TASK INPUTS START

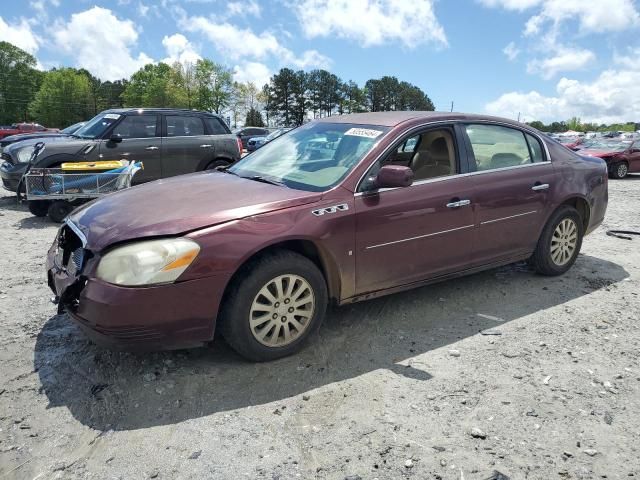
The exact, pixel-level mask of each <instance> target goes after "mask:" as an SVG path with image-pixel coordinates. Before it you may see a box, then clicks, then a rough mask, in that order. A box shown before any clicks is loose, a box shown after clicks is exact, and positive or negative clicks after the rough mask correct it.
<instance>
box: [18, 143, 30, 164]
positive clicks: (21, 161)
mask: <svg viewBox="0 0 640 480" xmlns="http://www.w3.org/2000/svg"><path fill="white" fill-rule="evenodd" d="M32 153H33V145H30V146H28V147H22V148H21V149H19V150H18V151H17V152H16V159H17V160H18V162H20V163H29V160H30V159H31V154H32Z"/></svg>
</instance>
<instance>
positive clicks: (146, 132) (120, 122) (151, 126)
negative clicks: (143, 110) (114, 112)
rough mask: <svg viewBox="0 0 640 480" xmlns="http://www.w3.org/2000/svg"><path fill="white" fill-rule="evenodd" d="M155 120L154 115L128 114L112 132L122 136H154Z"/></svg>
mask: <svg viewBox="0 0 640 480" xmlns="http://www.w3.org/2000/svg"><path fill="white" fill-rule="evenodd" d="M157 122H158V117H157V116H156V115H129V116H127V117H125V118H124V119H123V120H122V121H121V122H120V123H119V124H118V125H116V128H114V129H113V133H112V134H113V135H118V136H120V137H122V138H149V137H155V136H156V124H157Z"/></svg>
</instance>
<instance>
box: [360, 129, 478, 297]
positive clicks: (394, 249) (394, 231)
mask: <svg viewBox="0 0 640 480" xmlns="http://www.w3.org/2000/svg"><path fill="white" fill-rule="evenodd" d="M416 136H417V141H415V143H414V144H413V141H412V148H413V150H414V153H413V155H412V156H410V157H407V158H406V159H405V161H406V162H407V165H406V166H409V167H411V168H412V169H413V170H414V183H413V185H411V186H410V187H405V188H396V189H390V190H385V189H383V190H381V191H376V190H371V191H367V187H366V181H365V185H364V187H362V188H361V190H364V191H363V192H361V193H357V194H356V197H355V211H356V252H355V255H356V292H357V294H363V293H367V292H372V291H376V290H383V289H386V288H391V287H394V286H399V285H407V284H411V283H413V282H418V281H420V280H424V279H427V278H432V277H437V276H439V275H443V274H446V273H449V272H453V271H457V270H462V269H464V268H466V266H467V265H468V263H469V262H470V260H471V250H472V239H473V230H474V214H473V206H472V204H473V201H474V199H473V191H472V186H471V184H470V181H469V178H468V177H466V176H461V175H459V173H458V172H460V170H459V166H460V162H459V154H458V148H456V142H455V137H454V133H453V129H450V128H439V129H431V130H427V131H424V132H419V133H418V135H416V134H412V136H411V137H409V138H413V137H416ZM404 140H407V139H404ZM403 145H405V144H404V141H402V142H401V143H400V144H399V146H398V148H397V150H396V149H394V150H393V152H392V153H391V154H389V155H387V156H386V157H385V158H383V159H382V160H381V161H380V162H379V163H378V164H377V165H374V167H373V168H372V171H371V172H370V173H369V174H368V176H369V177H370V176H372V175H375V173H377V170H378V169H379V168H380V166H382V165H385V164H395V165H398V164H400V162H402V158H403V157H406V155H404V154H405V153H406V152H405V150H406V148H403Z"/></svg>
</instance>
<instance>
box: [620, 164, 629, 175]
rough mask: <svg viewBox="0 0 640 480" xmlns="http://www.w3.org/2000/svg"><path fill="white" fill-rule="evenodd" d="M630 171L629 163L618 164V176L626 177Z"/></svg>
mask: <svg viewBox="0 0 640 480" xmlns="http://www.w3.org/2000/svg"><path fill="white" fill-rule="evenodd" d="M628 171H629V169H628V168H627V164H626V163H621V164H619V165H618V176H619V177H620V178H624V177H626V176H627V172H628Z"/></svg>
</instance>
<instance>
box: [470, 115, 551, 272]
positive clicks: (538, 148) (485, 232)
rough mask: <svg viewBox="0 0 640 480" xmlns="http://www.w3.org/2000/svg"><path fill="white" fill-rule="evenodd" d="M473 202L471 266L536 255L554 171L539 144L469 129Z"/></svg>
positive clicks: (488, 128) (487, 263)
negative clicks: (518, 256)
mask: <svg viewBox="0 0 640 480" xmlns="http://www.w3.org/2000/svg"><path fill="white" fill-rule="evenodd" d="M464 131H465V133H466V135H467V142H468V144H467V145H468V148H467V149H468V150H469V151H470V152H471V154H470V164H471V167H470V168H471V170H475V172H473V173H471V174H470V175H469V179H470V181H471V184H472V188H473V195H474V198H475V213H476V229H475V238H474V252H473V257H474V258H473V265H474V266H479V265H485V264H489V263H493V262H495V261H500V260H503V259H504V260H507V259H509V258H512V257H516V256H519V255H521V254H523V253H526V252H532V251H533V250H534V249H535V246H536V243H537V241H538V237H539V235H540V232H541V230H542V224H543V222H544V221H545V219H546V217H547V205H548V202H549V194H550V192H552V191H553V189H554V187H555V186H554V183H553V180H554V170H553V166H552V165H551V162H550V161H549V159H548V158H547V156H546V155H547V153H546V151H545V149H544V148H543V145H542V143H541V142H540V140H539V139H537V138H536V137H534V136H533V135H531V134H529V133H525V132H524V131H522V130H519V129H517V128H513V127H507V126H502V125H492V124H468V125H466V126H465V128H464Z"/></svg>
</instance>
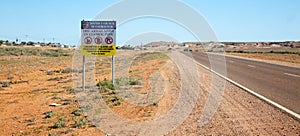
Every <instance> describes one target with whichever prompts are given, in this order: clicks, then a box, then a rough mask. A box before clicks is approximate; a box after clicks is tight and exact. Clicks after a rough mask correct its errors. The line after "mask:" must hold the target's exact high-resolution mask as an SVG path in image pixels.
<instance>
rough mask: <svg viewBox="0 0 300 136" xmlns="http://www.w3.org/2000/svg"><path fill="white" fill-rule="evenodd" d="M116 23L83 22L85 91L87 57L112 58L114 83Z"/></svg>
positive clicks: (83, 63)
mask: <svg viewBox="0 0 300 136" xmlns="http://www.w3.org/2000/svg"><path fill="white" fill-rule="evenodd" d="M116 28H117V26H116V21H81V54H82V55H83V72H82V78H83V79H82V86H83V90H85V87H84V86H85V83H84V82H85V61H86V60H85V56H112V82H113V83H114V56H115V55H116Z"/></svg>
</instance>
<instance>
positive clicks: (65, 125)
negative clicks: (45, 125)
mask: <svg viewBox="0 0 300 136" xmlns="http://www.w3.org/2000/svg"><path fill="white" fill-rule="evenodd" d="M63 127H66V123H65V119H64V118H60V119H58V121H57V122H55V123H54V125H53V126H52V128H63Z"/></svg>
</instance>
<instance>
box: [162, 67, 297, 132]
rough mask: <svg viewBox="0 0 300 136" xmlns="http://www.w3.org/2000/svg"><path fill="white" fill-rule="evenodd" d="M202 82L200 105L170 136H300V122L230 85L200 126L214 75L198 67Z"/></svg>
mask: <svg viewBox="0 0 300 136" xmlns="http://www.w3.org/2000/svg"><path fill="white" fill-rule="evenodd" d="M199 73H200V76H201V78H203V79H205V80H202V82H201V83H200V84H201V95H200V99H199V100H198V104H197V106H196V107H195V108H194V110H193V112H192V114H191V115H190V116H189V117H188V118H187V120H185V122H184V123H183V124H182V125H180V126H179V127H178V128H176V129H175V130H174V131H172V132H171V133H169V134H168V135H300V122H299V120H295V119H293V118H292V117H290V116H289V115H287V114H285V113H283V112H282V111H280V110H278V109H276V108H274V107H273V106H271V105H269V104H267V103H265V102H264V101H262V100H260V99H258V98H256V97H255V96H252V95H250V94H249V93H247V92H245V91H244V90H242V89H240V88H238V87H236V86H234V85H233V84H231V83H229V82H227V83H226V89H225V92H224V95H223V99H222V102H221V104H220V105H219V107H218V110H217V111H216V112H215V114H214V116H213V118H212V119H211V120H210V121H209V122H208V123H207V124H206V125H204V126H202V127H201V126H199V123H198V121H197V120H199V118H200V116H201V114H202V112H203V111H202V110H203V106H204V105H205V102H206V100H207V96H208V95H209V93H210V91H209V90H210V87H211V86H210V84H211V74H212V73H211V72H209V71H207V70H205V69H203V68H201V67H199Z"/></svg>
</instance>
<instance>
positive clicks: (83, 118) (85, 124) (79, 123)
mask: <svg viewBox="0 0 300 136" xmlns="http://www.w3.org/2000/svg"><path fill="white" fill-rule="evenodd" d="M87 122H88V120H87V119H86V118H81V119H79V120H76V121H75V124H73V125H72V127H73V128H85V127H86V124H87Z"/></svg>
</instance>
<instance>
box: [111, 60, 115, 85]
mask: <svg viewBox="0 0 300 136" xmlns="http://www.w3.org/2000/svg"><path fill="white" fill-rule="evenodd" d="M114 63H115V57H114V56H112V57H111V79H112V83H113V85H115V75H114V74H115V68H114Z"/></svg>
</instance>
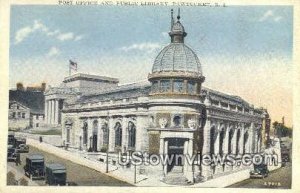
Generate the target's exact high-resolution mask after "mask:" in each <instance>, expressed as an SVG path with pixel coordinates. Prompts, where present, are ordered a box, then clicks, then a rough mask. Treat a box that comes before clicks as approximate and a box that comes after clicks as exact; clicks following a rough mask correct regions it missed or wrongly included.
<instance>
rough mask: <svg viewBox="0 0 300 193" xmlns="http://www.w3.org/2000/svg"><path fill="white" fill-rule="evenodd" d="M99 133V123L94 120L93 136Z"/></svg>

TASK INPUTS END

_TASK DIRECTIONS_:
Only the lines from the start of the records to the line with "box: [18, 143, 30, 164]" belong in the copy. Print them exactly, minus pictures.

_EXERCISE RESPONSE_:
The exact, pixel-level mask of each <instance> target goes after "mask:" as an SVG path with image-pixel coordinates. Before it you may see a box, then clicks, then a rough mask, in that order. A box shown before any clicks is loose, a box shown after clicks is exact, and positive or negative clicks after the rough mask correct it.
<instance>
box: [18, 143, 30, 164]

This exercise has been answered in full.